Directives:
(a) Please write out everything in the Ice Age Updates newsletter from "Nick Massienick@paleonick.com" down to "really a thing.", word for word.
(b) Extend the Ice Age Updates newsletter below with a few more paragraphs in the same voice, starting right after its final sentence.

━━━ Provided passage ━━━

Skip to Content
Ice Age Updates

The rest of the story.

Nick Massienick@paleonick.com
May 1, 2026
The rest of the story.
Share

Friend,

Wednesday I told you about a phone call.

Ten years ago. The day before the biggest pitch of my life. A man on the other end of the line, wanting to talk about Ice Age Meals before Ice Age Meals was even really a thing.

Here's the rest.

A meeting got set in San Jose. I sat across the table from three men. Two of them I'd known for years. The third was new — sharp, sat at the head of the table, did most of the talking. He laid out a vision for what Ice Age Meals could become if we partnered with the organization he was advising.

It was the dream. The one I'd been chasing since the day I cooked at the Games out of a tent in a parking lot.

I walked out of that meeting and into the biggest pitch of my life the next morning. Came home a few weeks later expecting a follow-up call.

It never came.

The organization went sideways. Ownership changed hands. The initiatives died. The man at the head of the table disappeared.

Ten years of silence.

I followed up once, a couple months in. Got a polite "we pivoted." That was it. I tucked that meeting away as a "what if." A door that almost opened. A version of the story that didn't get to happen.

And then this week — three things happened in the span of 36 hours that I can't explain.

Tuesday night, that man showed up in a dream. Plain as day. Walking into our building. Talking like ten years hadn't passed.

Wednesday morning, the organization announced him as their new CEO.

And yesterday, I got on the phone with one of the other men from that ten-year-old meeting — just to confirm I was remembering it right. Before I could even finish my question, he said: "Nick, I've told that exact story ten times in the last 36 hours. We're back."

Three of us. In three different places. All sitting up at the same time. All telling the same story.

Now — I have no idea what happens next. Maybe nothing. Maybe a phone call. Maybe a partnership. Maybe just a beautiful confirmation that the seed planted ten years ago wasn't dead, it was just sleeping.

━━━ Data excerpts ━━━

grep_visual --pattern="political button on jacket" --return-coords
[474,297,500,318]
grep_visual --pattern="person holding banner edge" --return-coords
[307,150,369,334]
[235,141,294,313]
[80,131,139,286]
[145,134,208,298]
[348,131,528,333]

━━━

Responses for each task:
(a)
Nick Massienick@paleonick.com
May 1, 2026
The rest of the story.
Share

Friend,

Wednesday I told you about a phone call.

Ten years ago. The day before the biggest pitch of my life. A man on the other end of the line, wanting to talk about Ice Age Meals before Ice Age Meals was even really a thing.

(b)
But here's what I know for sure:

Ten years ago I thought that meeting was a closed door. It wasn't. It was a seed planted in soil I couldn't see, watered by a clock I don't control, waiting for a season I couldn't have hurried if I'd tried.

And I'm not the same man I was ten years ago. The kid who sat at that table had a dream. The man who's been forged in ten years of fire — production panics, kitchens shut down, partnerships fallen through, hard years stacked on hard years — that man can actually deliver on what the dream promised.

Maybe that's why God made me wait.

So if you're in a season where something you wanted feels dead — a dream, a relationship, a calling, a door that closed and never reopened — I want you to hear this:

The story isn't over until He says it's over.

Seeds you planted years ago might be cracking open this week and you don't even know it yet.

Keep showing up. Keep taking the swing. Keep cooking the meal in front of you with everything you've got. The God who orchestrated three men in three places telling the same story in 36 hours is the same God who's been writing your story too.

He doesn't waste a single year and all things work together for good.

Your Pal,

Paleo Nick

P.S. We're still cooking. Still fighting. Still feeding people food made with care, conviction, and a whole lot of prayer. If Wednesday's email moved you, the best way to fuel this fight is to fuel yours — stock the freezer, eat clean, take the swing.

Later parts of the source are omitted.